**Work request**
The output is the line holding "bumper and report the pixel coordinates." and all lines after it to the end of the records below; restate them unchanged and add nothing.

*** Opening of Information supplied ***

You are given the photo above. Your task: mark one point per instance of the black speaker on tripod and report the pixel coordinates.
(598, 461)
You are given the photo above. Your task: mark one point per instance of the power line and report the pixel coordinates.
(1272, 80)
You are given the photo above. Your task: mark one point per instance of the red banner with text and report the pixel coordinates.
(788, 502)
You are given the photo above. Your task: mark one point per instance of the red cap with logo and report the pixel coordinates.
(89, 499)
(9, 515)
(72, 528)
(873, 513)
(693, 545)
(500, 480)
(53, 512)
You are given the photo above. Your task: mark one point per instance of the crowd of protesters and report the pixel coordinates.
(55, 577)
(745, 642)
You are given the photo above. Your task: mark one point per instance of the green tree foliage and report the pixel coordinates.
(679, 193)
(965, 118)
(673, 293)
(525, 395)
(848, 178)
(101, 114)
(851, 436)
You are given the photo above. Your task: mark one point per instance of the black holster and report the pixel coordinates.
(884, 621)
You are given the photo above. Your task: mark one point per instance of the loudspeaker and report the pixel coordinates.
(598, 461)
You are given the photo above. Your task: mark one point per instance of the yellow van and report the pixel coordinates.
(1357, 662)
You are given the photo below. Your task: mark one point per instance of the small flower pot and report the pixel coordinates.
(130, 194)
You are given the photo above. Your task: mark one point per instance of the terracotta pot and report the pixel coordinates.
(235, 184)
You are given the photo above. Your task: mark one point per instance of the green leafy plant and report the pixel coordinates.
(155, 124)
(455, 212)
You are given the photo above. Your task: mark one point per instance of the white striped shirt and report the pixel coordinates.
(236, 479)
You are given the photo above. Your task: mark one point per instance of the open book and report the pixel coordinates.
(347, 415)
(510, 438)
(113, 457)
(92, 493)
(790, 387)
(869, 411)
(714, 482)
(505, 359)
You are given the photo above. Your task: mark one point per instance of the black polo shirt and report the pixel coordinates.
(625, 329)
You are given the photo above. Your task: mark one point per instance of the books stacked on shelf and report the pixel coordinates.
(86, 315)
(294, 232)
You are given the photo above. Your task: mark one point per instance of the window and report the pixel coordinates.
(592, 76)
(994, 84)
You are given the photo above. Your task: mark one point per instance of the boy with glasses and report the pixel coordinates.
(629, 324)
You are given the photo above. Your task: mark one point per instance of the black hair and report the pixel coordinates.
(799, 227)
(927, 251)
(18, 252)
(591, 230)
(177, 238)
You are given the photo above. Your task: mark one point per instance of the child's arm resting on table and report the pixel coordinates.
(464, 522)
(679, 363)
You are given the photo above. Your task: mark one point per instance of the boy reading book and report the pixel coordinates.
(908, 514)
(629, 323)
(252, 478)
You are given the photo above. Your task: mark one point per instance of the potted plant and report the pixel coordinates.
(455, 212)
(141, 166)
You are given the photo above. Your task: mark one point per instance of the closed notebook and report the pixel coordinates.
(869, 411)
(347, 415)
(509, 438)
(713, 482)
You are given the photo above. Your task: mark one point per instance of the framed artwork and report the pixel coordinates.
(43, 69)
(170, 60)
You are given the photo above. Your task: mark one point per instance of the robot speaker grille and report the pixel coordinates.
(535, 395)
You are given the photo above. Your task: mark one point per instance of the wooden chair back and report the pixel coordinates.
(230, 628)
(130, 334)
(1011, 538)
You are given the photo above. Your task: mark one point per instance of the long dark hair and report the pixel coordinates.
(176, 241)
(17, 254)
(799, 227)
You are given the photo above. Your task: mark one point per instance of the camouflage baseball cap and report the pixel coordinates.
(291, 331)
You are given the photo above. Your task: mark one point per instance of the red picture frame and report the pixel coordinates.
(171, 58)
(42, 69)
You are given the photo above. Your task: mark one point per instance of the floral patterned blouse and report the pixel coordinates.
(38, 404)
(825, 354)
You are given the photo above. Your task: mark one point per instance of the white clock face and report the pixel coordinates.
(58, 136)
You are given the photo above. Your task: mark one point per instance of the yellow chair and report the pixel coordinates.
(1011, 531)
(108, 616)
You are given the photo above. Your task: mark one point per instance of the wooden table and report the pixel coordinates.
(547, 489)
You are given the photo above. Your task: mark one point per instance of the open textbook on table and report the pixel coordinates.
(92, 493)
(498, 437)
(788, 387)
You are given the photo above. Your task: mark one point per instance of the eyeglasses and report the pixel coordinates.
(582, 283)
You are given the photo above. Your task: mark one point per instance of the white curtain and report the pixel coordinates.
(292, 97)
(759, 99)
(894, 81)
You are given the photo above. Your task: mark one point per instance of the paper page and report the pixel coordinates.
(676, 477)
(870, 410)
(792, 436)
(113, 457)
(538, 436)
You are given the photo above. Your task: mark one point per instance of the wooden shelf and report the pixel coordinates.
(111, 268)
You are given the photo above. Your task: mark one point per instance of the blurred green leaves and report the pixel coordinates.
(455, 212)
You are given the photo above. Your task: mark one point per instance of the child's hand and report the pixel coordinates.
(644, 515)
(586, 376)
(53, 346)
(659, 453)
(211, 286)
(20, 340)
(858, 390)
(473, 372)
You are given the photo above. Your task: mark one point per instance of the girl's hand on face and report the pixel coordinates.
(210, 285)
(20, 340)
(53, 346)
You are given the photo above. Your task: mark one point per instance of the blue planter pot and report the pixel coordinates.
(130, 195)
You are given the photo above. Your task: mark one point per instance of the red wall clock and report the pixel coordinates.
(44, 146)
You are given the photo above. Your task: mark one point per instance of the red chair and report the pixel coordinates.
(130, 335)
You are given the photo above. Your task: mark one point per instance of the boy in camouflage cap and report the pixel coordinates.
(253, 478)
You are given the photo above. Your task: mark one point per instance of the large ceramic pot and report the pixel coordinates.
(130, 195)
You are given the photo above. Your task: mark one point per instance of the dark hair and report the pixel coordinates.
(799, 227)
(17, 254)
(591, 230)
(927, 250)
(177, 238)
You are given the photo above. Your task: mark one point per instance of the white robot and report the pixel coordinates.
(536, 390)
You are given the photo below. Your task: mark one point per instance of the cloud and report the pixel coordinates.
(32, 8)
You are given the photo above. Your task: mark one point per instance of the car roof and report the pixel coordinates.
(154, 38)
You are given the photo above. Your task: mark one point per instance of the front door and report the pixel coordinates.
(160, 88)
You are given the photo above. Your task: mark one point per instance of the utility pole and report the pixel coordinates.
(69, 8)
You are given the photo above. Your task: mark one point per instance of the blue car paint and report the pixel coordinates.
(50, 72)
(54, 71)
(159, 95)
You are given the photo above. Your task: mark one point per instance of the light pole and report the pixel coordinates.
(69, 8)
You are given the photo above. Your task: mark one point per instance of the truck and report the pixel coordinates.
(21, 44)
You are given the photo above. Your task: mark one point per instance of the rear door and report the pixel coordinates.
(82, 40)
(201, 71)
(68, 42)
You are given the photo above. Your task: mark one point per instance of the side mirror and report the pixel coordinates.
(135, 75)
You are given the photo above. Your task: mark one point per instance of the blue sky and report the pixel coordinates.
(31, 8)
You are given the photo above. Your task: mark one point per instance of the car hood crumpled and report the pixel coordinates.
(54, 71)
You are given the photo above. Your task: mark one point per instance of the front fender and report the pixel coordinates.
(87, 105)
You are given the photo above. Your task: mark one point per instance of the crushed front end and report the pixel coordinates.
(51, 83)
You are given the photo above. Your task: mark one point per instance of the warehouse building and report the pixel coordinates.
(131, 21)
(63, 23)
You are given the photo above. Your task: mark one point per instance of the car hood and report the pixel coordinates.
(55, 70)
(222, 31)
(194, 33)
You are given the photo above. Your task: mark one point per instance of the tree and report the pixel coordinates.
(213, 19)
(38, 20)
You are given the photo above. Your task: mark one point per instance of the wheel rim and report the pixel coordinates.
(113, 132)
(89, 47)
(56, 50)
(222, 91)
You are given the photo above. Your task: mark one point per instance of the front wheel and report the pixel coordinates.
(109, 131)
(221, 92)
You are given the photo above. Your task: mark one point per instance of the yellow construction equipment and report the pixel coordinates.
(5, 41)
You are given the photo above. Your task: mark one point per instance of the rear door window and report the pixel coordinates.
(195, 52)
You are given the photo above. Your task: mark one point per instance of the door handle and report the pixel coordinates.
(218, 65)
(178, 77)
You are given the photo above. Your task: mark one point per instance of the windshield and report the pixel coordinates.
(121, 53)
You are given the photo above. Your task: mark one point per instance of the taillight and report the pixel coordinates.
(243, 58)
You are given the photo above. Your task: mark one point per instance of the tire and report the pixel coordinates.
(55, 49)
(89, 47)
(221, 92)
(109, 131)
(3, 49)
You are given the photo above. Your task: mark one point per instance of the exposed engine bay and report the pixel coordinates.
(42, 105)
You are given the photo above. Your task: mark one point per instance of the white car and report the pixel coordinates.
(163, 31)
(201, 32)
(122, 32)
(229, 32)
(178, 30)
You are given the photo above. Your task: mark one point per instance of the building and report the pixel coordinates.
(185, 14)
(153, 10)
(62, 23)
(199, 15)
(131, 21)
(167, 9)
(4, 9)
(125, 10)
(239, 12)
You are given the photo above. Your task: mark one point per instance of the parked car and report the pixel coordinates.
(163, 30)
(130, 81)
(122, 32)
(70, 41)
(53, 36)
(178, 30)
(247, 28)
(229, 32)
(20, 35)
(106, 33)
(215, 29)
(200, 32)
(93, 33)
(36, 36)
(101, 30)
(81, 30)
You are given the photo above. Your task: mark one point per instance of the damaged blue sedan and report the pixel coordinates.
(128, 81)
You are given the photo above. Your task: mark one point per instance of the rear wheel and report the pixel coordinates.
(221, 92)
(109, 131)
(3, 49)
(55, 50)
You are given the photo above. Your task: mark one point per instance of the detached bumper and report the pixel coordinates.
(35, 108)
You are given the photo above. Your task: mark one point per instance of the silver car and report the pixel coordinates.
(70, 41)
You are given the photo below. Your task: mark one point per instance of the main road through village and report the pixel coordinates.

*** Close of Information supplied ***

**Result for this exercise**
You are given the photo above. Your task: mark one point per instance of the detached bumper and report the pixel coordinates.
(35, 108)
You are given the photo above. Your task: mark one point per instance of the silver car and report the pixel coordinates.
(70, 41)
You are given the photo below. Your task: mark one point per instance of the main road through village and report the pixel coordinates.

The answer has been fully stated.